Exercise aim:
Could you extend the court opinion on the warehouse conversion case below, picking up after its last sentence?

Extract to read:
Terminal Warehouse & Refrigeration Co. v. Cross Transp. Co. Inc.

Decision Date03 August 1943
Docket NumberNo. 84.,84.
CourtD.C. Court of Appeals
PartiesTERMINAL WAREHOUSE & REFRIGERATION CO. v. CROSS TRANSP. CO., Inc.

OPINION TEXT STARTS HERE

Appeal from the Municipal Court for the District of Columbia, Civil Division.

Action by Cross Transportation Company, Inc., against Terminal Warehouse & Refrigeration Company for conversion of goods transported by plaintiff and delivered to defendant, the consignee, at its warehouse. From a judgment for plaintiff, the defendant appeals.

Affirmed.

RICHARDSON, Chief Judge.

This action is by a carrier, appellee here, for conversion of goods transported by it by truck to Washington and delivered to appellant, the consignee, at its warehouse. Appellant, it is claimed, without authority from either shipper or carrier, issued its warehouse receipt to a third party and made delivery to him. That shipment was entrusted to the carrier C.O.D. Collection was not made at the time of delivery and the amount involved has been paid by appellee. The person who obtained the property from appellant has absconded and the loss must be borne either by appellant or appellee. Trial was by the court which gave judgment against appellant for the sum of $977.43.

(Entries from a pointing dataset)
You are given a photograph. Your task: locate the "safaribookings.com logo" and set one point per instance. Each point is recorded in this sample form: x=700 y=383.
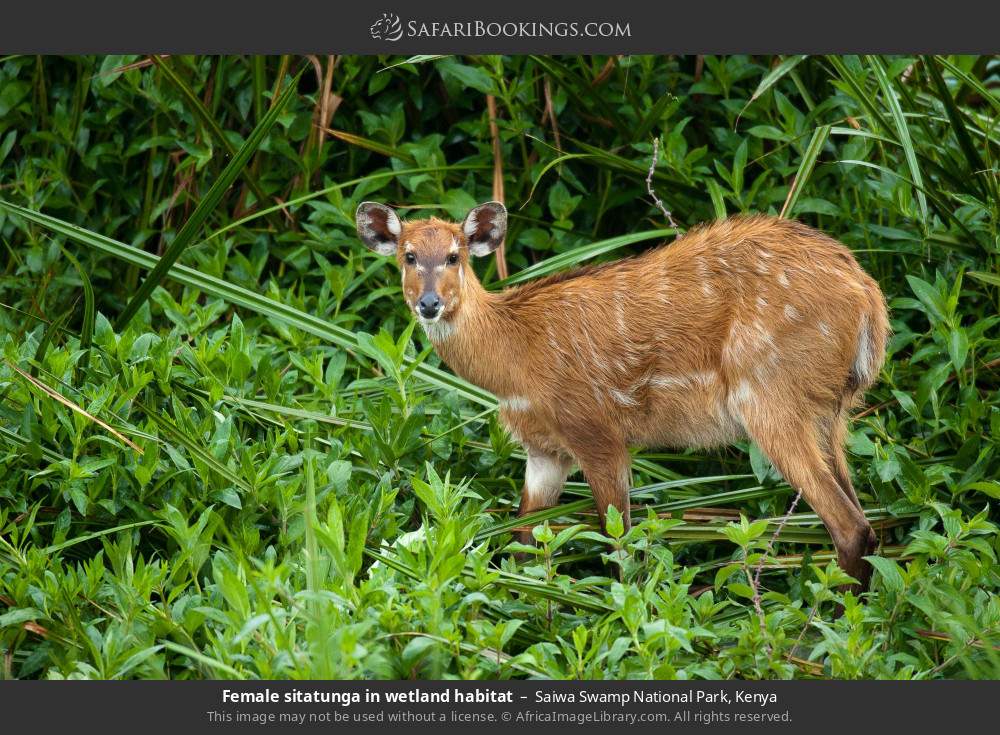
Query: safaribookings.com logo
x=390 y=28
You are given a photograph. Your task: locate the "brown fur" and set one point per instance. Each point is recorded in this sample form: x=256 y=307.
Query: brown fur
x=750 y=327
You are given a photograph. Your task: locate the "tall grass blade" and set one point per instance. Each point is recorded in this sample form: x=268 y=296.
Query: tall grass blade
x=205 y=207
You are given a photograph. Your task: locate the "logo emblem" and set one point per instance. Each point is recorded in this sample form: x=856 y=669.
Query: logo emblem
x=387 y=28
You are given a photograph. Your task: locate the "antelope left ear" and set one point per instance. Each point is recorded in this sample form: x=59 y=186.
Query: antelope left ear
x=485 y=228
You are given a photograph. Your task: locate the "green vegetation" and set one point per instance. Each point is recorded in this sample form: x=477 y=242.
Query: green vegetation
x=225 y=452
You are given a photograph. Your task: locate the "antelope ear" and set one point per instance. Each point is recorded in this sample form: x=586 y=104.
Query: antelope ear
x=378 y=227
x=485 y=228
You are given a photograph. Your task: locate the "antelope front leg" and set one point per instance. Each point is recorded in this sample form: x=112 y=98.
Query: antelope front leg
x=608 y=473
x=544 y=477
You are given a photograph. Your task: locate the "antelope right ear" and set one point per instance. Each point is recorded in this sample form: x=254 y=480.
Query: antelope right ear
x=378 y=227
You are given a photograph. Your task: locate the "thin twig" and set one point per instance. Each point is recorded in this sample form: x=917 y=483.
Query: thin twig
x=755 y=580
x=649 y=184
x=52 y=393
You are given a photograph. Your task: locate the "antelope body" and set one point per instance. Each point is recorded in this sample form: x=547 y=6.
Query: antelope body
x=753 y=327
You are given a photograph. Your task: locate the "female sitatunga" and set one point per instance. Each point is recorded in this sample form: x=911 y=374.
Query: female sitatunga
x=750 y=327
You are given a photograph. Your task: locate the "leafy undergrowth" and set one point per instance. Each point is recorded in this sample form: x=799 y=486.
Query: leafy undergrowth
x=262 y=470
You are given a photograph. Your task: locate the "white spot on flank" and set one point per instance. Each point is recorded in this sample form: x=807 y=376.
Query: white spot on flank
x=743 y=392
x=620 y=312
x=623 y=398
x=515 y=403
x=864 y=363
x=703 y=379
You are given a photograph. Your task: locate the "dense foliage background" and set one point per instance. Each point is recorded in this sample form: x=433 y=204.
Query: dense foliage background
x=261 y=470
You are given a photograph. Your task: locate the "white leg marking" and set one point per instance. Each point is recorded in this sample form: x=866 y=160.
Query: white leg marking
x=544 y=478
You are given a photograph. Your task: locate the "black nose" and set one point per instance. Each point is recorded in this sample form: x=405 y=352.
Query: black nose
x=429 y=305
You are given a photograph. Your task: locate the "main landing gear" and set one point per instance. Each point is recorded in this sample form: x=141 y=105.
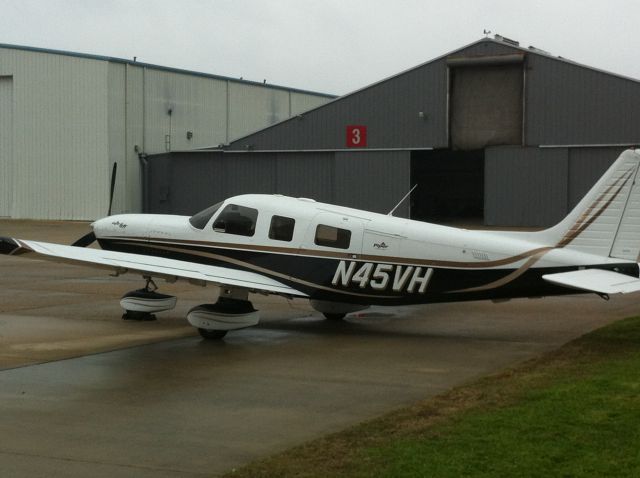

The answer:
The goods involved were the property of DeLuxe Aire Furnace Company, sold by its Washington agent to one Richmond, trading as Aldrich Company, to be shipped C.O.D. to Terminal Company. The shipping order was given to the Novick Transportation Company, which employed appellee, the Cross Company.

The goods were in two lots. The shipping orders, one dated September 21, 1942, named Novick Company as carrier, DeLuxe Company as ‘origin’ and Terminal Company as consignee. The other, dated September 22, 1942, differed only in that Cross Company was named as carrier. Each shipping order described the lots and specified the amount to be collected on delivery. The aggregate amount was $977.43.

Appellee forwarded the two lots in one truck, in charge of its driver, from Bridgeton, New Jersey, to Washington, D. C. He was instructed to make delivery C.O.D. to Terminal Company. He was furnished bills of lading, corresponding to the shipping orders, in each of which it was stated that DeLuxe Company was shipper, Cross Company carrier, and Terminal Company consignee. Neither refers to the fact that the shipment was C.O.D.

The names of Aldrich Company or Richmond are not mentioned in either shipping orders or bills of lading.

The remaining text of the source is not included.